## Begin Dataset
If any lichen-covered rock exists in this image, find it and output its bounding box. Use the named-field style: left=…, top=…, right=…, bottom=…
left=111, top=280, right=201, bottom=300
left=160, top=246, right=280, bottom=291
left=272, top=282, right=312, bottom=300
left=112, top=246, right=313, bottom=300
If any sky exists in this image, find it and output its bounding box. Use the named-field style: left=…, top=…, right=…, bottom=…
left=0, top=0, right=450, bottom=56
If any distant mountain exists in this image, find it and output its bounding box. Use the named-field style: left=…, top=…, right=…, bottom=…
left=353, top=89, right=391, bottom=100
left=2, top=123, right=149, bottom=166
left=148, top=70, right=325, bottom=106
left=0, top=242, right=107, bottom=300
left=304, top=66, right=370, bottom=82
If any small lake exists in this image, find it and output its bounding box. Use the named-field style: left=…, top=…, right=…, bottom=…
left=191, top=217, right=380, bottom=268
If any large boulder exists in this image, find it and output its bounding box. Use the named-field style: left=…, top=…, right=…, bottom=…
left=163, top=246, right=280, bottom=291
## End Dataset
## Begin Dataset
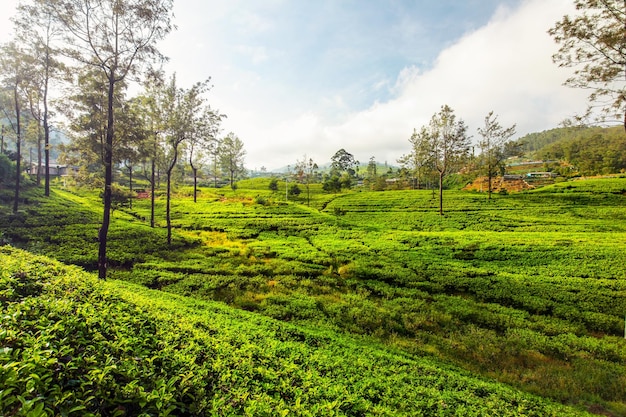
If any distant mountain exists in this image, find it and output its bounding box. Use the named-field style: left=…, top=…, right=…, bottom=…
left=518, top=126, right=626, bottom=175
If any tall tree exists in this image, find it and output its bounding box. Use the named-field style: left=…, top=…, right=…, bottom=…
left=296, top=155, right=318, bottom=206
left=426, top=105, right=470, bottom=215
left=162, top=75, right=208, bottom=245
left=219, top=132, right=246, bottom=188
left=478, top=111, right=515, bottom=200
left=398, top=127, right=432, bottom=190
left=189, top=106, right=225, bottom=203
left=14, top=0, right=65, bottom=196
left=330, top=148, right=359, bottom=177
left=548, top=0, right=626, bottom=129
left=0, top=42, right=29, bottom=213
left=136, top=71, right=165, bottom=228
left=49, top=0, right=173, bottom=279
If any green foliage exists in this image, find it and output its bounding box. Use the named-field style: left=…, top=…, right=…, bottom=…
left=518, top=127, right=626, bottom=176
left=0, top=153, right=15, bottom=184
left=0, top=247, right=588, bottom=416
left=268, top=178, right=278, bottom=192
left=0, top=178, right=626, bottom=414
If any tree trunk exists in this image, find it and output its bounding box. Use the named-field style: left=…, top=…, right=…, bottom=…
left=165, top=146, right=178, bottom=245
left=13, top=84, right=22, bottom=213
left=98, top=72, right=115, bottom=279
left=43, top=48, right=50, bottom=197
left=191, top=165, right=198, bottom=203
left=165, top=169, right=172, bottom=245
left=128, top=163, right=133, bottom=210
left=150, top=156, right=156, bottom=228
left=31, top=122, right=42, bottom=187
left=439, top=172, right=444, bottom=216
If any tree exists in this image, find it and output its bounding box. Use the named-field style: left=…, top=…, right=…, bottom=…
## End Dataset
## Begin Dataset
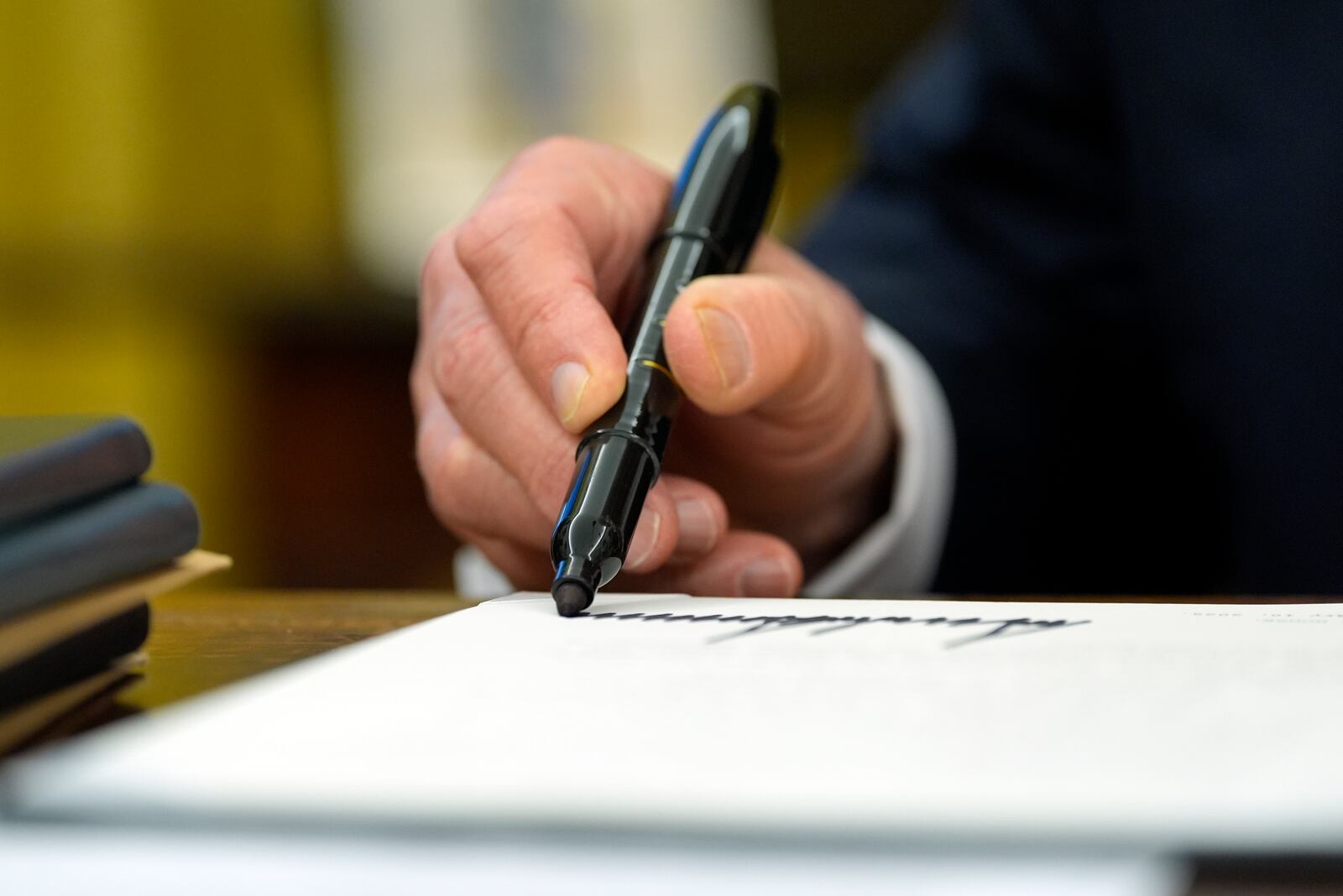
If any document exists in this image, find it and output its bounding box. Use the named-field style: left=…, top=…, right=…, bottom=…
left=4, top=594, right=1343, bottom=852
## End Dataset
### Exercise requirements
Copy the records word for word, starting with the line that contains "If any green" and going on through the line that contains "left=0, top=178, right=626, bottom=414", with both of those lines included.

### Problem solution
If any green foliage exists in this image, find it and output its bounding box. Use the named-field style: left=…, top=…, right=…, bottom=…
left=518, top=127, right=626, bottom=176
left=0, top=153, right=15, bottom=184
left=0, top=247, right=588, bottom=416
left=268, top=178, right=278, bottom=192
left=0, top=178, right=626, bottom=414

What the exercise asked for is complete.